Stored data:
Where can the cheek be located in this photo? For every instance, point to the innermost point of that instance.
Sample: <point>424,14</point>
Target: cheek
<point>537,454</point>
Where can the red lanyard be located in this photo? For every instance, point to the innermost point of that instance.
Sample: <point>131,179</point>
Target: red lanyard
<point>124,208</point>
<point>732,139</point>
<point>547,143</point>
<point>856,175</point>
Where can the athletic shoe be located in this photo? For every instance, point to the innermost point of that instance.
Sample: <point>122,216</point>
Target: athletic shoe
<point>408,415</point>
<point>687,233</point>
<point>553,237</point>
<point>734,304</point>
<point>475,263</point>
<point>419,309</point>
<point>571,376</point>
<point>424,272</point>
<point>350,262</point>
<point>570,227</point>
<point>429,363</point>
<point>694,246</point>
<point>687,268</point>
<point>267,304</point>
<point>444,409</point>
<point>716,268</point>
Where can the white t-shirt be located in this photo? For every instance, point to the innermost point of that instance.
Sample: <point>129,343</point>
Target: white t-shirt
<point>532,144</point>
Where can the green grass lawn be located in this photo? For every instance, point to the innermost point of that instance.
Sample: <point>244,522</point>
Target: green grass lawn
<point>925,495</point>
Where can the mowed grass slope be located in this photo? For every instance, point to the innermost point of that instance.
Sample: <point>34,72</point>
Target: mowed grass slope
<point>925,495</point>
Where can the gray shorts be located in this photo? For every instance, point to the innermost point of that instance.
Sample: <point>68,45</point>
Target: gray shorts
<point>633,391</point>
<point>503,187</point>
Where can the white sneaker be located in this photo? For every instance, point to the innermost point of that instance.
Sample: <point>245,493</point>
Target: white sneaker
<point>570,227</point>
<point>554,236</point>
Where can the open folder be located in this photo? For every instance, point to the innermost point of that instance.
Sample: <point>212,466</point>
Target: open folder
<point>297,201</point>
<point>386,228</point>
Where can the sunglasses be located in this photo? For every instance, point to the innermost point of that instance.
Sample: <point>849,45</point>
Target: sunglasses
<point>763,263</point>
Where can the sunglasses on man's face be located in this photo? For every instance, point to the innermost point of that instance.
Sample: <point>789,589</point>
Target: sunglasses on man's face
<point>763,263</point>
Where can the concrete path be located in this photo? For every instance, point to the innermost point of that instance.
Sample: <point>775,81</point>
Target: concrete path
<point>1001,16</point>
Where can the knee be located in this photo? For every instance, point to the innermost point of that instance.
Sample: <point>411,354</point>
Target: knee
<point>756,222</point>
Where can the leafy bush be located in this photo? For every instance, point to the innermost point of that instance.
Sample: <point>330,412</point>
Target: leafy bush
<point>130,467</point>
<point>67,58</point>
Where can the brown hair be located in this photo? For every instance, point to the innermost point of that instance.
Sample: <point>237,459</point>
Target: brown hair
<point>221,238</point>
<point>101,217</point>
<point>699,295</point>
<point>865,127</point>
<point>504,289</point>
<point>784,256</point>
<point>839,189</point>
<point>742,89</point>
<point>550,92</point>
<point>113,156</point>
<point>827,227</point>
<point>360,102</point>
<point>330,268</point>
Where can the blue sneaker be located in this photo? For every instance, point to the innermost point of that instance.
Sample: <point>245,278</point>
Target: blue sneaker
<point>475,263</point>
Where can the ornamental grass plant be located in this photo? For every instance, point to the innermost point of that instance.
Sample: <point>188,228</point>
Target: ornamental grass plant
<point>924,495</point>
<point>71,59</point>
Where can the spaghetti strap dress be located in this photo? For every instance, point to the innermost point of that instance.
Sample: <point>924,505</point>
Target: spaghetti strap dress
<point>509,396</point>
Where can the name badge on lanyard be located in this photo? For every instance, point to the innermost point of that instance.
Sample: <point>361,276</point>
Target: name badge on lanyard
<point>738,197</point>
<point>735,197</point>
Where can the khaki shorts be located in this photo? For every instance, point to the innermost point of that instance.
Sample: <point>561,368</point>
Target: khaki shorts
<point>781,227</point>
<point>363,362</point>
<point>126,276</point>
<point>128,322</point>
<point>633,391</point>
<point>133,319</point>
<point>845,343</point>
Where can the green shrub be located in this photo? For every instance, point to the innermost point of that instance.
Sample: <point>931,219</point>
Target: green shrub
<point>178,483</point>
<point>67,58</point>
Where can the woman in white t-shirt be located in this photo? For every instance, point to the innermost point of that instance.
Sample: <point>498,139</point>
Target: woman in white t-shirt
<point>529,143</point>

§ Task prompt: From the entries above, extract only the lines running from the one containing "Where can the red" through the one containing "Where can the athletic", inclusive.

§ Answer box:
Where can the red lanyard be located in this photo? For every instance, point to the innermost point of that instance.
Sample: <point>131,179</point>
Target: red lanyard
<point>124,208</point>
<point>732,139</point>
<point>547,143</point>
<point>856,175</point>
Where can the athletic shoe be located in this photo? For every instance, point to the innermost point of that instance.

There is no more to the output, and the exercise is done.